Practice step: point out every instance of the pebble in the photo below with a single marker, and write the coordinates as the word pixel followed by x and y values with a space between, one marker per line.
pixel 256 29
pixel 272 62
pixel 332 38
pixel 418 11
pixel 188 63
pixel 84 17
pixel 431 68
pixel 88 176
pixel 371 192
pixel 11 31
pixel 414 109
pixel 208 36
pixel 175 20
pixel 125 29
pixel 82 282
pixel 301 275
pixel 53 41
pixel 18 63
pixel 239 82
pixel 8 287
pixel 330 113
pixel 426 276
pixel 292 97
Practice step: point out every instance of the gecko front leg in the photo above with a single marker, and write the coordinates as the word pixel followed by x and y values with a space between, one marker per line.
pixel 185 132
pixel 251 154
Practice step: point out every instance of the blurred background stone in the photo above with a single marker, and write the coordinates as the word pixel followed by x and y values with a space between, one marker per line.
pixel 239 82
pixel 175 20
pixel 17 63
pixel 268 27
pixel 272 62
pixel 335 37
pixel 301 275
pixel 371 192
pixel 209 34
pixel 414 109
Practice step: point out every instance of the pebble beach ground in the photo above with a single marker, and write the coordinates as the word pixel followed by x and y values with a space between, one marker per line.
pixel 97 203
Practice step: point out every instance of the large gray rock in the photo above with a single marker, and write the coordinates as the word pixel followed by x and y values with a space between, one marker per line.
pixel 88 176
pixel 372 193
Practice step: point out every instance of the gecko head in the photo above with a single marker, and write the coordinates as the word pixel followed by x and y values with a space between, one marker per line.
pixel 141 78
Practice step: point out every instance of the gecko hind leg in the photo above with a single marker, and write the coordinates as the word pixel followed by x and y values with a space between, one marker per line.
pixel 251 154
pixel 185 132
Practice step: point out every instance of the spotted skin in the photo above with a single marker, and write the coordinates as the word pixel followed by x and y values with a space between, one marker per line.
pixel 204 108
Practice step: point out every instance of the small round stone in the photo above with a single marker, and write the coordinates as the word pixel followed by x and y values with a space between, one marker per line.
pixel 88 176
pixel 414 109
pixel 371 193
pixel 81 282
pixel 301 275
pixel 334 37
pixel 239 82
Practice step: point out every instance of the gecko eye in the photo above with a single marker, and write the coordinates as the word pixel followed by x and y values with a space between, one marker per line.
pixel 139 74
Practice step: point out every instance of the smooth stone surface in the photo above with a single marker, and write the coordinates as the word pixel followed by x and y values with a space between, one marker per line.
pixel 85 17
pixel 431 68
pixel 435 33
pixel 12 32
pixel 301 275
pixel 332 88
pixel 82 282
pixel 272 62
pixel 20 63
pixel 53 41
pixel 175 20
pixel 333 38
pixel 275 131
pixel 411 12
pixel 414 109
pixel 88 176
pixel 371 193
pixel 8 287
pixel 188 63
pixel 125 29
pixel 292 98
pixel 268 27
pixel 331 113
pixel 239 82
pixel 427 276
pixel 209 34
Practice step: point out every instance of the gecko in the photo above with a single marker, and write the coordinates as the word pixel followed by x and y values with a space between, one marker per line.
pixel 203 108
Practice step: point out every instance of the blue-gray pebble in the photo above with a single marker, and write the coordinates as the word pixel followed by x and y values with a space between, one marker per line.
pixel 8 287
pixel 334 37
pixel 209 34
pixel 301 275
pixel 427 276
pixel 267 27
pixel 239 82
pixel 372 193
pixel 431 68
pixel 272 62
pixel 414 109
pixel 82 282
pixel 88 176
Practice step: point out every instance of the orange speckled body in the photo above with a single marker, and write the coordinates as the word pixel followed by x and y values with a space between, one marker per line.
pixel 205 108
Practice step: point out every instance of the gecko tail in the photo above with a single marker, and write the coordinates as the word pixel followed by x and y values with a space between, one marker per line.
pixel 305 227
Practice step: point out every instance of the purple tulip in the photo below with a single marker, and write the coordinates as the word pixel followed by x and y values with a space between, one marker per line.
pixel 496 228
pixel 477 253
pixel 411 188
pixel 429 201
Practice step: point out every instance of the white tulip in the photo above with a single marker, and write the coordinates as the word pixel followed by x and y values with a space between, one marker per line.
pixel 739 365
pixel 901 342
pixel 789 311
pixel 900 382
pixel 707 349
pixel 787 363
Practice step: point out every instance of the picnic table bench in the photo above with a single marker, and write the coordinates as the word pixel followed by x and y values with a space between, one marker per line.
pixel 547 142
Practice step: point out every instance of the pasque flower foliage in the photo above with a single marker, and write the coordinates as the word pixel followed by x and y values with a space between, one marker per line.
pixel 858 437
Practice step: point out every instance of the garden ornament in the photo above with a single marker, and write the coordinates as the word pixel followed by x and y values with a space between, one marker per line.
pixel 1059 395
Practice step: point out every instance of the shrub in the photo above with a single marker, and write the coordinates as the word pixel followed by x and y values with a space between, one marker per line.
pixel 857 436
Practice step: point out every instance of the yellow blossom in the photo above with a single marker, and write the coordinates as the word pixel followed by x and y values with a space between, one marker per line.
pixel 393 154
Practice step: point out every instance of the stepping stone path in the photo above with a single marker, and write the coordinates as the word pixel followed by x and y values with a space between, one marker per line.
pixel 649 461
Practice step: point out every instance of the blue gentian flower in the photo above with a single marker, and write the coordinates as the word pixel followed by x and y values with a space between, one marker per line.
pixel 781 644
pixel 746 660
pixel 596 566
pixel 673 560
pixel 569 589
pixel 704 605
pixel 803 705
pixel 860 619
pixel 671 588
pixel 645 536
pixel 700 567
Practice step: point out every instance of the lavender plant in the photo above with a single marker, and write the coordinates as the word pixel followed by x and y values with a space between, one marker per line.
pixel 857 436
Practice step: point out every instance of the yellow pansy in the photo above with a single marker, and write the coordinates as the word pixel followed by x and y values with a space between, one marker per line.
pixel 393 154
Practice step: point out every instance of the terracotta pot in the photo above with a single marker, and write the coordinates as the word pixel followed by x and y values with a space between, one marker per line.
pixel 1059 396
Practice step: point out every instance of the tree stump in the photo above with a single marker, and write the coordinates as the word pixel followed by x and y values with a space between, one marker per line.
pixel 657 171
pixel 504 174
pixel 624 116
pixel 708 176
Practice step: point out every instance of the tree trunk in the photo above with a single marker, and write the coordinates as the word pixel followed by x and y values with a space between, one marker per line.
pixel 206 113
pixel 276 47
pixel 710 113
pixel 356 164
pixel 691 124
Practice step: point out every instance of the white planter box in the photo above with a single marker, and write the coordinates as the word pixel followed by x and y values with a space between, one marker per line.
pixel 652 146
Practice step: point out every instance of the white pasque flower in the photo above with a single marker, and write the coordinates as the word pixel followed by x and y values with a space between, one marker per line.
※
Please give back the listing in full; each line must match exactly.

Practice step: point out every instance of the pebble in the photo below with a single marker, and write the coordinates as the word pixel followed by x and y values with a space between, one marker per line.
pixel 256 29
pixel 272 62
pixel 332 38
pixel 418 11
pixel 188 63
pixel 84 17
pixel 431 68
pixel 88 176
pixel 371 192
pixel 11 31
pixel 414 109
pixel 208 36
pixel 175 20
pixel 125 29
pixel 82 282
pixel 301 275
pixel 53 41
pixel 18 63
pixel 239 82
pixel 8 287
pixel 330 113
pixel 426 276
pixel 292 97
Practice step: point out every instance of the gecko front leg in the photo above with a single marker, and write the coordinates as the word pixel followed by x and y values with a space between, one marker per line.
pixel 185 132
pixel 251 154
Practice step: point out every instance of the blurred background stone in the photo above with a single marker, and write the coordinates as the word pixel followed by x and y values with a space between, one marker per line.
pixel 239 82
pixel 175 20
pixel 17 63
pixel 268 27
pixel 272 62
pixel 335 37
pixel 301 275
pixel 371 192
pixel 209 34
pixel 414 109
Practice step: point out every instance of the pebble beach ground in the photo above with a single marker, and write the coordinates as the word pixel followed by x and y values with a space between, one marker per line.
pixel 97 203
Practice step: point out every instance of the large gray rock in the photo above with a single marker, and write the coordinates as the word pixel followed by x and y values with a space between, one marker per line.
pixel 88 176
pixel 372 193
Practice step: point out every instance of the gecko head in the photo above with a single marker, and write the coordinates as the word pixel followed by x and y values with a space between, one marker per line.
pixel 141 78
Practice step: point out every instance of the gecko hind leg in the photo above with a single marker, and write the coordinates as the word pixel followed by x and y values with a space between, one marker per line.
pixel 251 154
pixel 185 132
Practice step: point out every instance of the spotted skin in the photo above with a single marker, and write the coordinates as the word pixel followed by x and y values with a space between, one marker per line.
pixel 204 108
Practice step: point out every instance of the small round stone in the photo above with a single marker, and write the coordinates as the word pixel followed by x and y values with a space between, one marker per line.
pixel 88 176
pixel 414 109
pixel 371 193
pixel 81 282
pixel 301 275
pixel 334 37
pixel 239 82
Practice step: point out every instance of the gecko eye in the photo above with a single marker, and write the coordinates as the word pixel followed by x and y values with a space between, one marker per line.
pixel 139 74
Practice step: point out every instance of the smooth stone surface in the photo above with a single marker, and write the coordinates as the word pixel followed by x and y values with a space between, one marker per line.
pixel 85 17
pixel 431 68
pixel 435 33
pixel 12 32
pixel 301 275
pixel 332 88
pixel 82 282
pixel 272 62
pixel 20 63
pixel 53 41
pixel 175 20
pixel 333 38
pixel 275 131
pixel 411 12
pixel 414 109
pixel 88 176
pixel 371 193
pixel 8 287
pixel 188 63
pixel 125 29
pixel 292 98
pixel 268 27
pixel 331 113
pixel 239 82
pixel 427 276
pixel 209 34
Practice step: point out every instance of the gecko in the photo above with a single marker, and write the coordinates as the word pixel followed by x and y values with a space between, one marker per line.
pixel 203 108
Practice step: point out every instance of the blue-gray pebble in the photo above with a single marker, and write the coordinates as the word pixel followed by x and y values with a space between, one marker per line.
pixel 8 287
pixel 334 37
pixel 209 34
pixel 301 275
pixel 427 276
pixel 267 27
pixel 239 82
pixel 372 193
pixel 431 68
pixel 272 62
pixel 414 109
pixel 82 282
pixel 88 176
Practice step: point out every instance of the orange speckled body in the photo above with a single marker, and write the coordinates as the word pixel followed by x and y values with a space between, one marker per line.
pixel 205 108
Practice step: point out every instance of the gecko tail in the photo above with a single marker, and write the coordinates as the word pixel followed by x and y values with a space between, one marker per line.
pixel 305 227
Practice step: point out every instance of the purple tulip in the photo below with a single marker, and write the coordinates as the word pixel followed by x and y values with a space between, one marker per line.
pixel 496 228
pixel 477 253
pixel 411 188
pixel 429 201
Practice step: point out every instance of the white tulip in the photo above with a single marker, and write the coordinates as the word pixel followed by x and y values with a space between, one marker per line.
pixel 739 365
pixel 901 342
pixel 789 311
pixel 900 382
pixel 707 349
pixel 787 363
Practice step: point out every instance of the picnic table bench in the photo above with a single marker, and write the coordinates as the word pixel followed by x and y values with a space between, one marker per line.
pixel 547 142
Practice step: point out every instance of the pasque flower foliage in the photo above with a single marker, and write the coordinates as the word pixel followed by x and y values with a space between, one marker per line.
pixel 858 437
Practice step: point out every instance of the garden ornament in the photo above with a single marker, and write the coordinates as the word pixel followed by x and y values with a space between, one marker per line.
pixel 1059 395
Practice step: point out every instance of the shrub in the photo above with a single marker, and write the coordinates as the word pixel followed by x and y values with a space between, one marker per line.
pixel 857 436
Practice step: point out every instance of the yellow blossom in the photo above with a single marker, and write the coordinates as the word pixel followed by x and y values with a space between, one marker per line.
pixel 393 154
Practice step: point out every instance of the stepping stone path in the photo above with a single marker, and write the coordinates as the word pixel followed by x and y values with a space between, one marker per line.
pixel 649 461
Practice step: point out every instance of the blue gentian flower in the photo above with a single marker, and write the coordinates as the word pixel followed by x and y values with a space between, one marker per line.
pixel 781 644
pixel 746 660
pixel 596 566
pixel 673 560
pixel 569 589
pixel 704 605
pixel 803 705
pixel 860 619
pixel 671 588
pixel 645 536
pixel 700 567
Practice step: point out every instance of the lavender plant in the photo above with a single marker, and write the coordinates as the word pixel followed by x and y values with a space between, one marker per line.
pixel 857 436
Practice step: point out every instance of the yellow pansy in the photo above with a single marker, and write the coordinates as the word pixel followed by x and y values with a space between, one marker per line.
pixel 393 154
Practice step: point out every instance of the terracotta pot in the photo above with a single marker, and write the coordinates as the word pixel followed by x and y values with a space between, one marker per line.
pixel 1059 396
Practice step: point out every instance of the tree stump in the photo above with a single marker, and write the coordinates as the word pixel followed by x and y values with a space between, one marker per line.
pixel 657 171
pixel 504 174
pixel 624 116
pixel 708 176
Practice step: point out every instance of the tree trunk in the photo above with a single marker, and write the coordinates as the word pixel followed by x and y values with a space between, one marker per line.
pixel 206 113
pixel 276 47
pixel 710 113
pixel 356 164
pixel 691 124
Practice step: point out every instance of the white planter box in the photo above with a single marker, and write the coordinates as the word pixel followed by x and y values with a space between, one marker per line.
pixel 652 146
Practice step: point out every instance of the white pasque flower in the photo above with a single marker, and write the coordinates as the word pixel followed by x and y values with a space between, one marker per line.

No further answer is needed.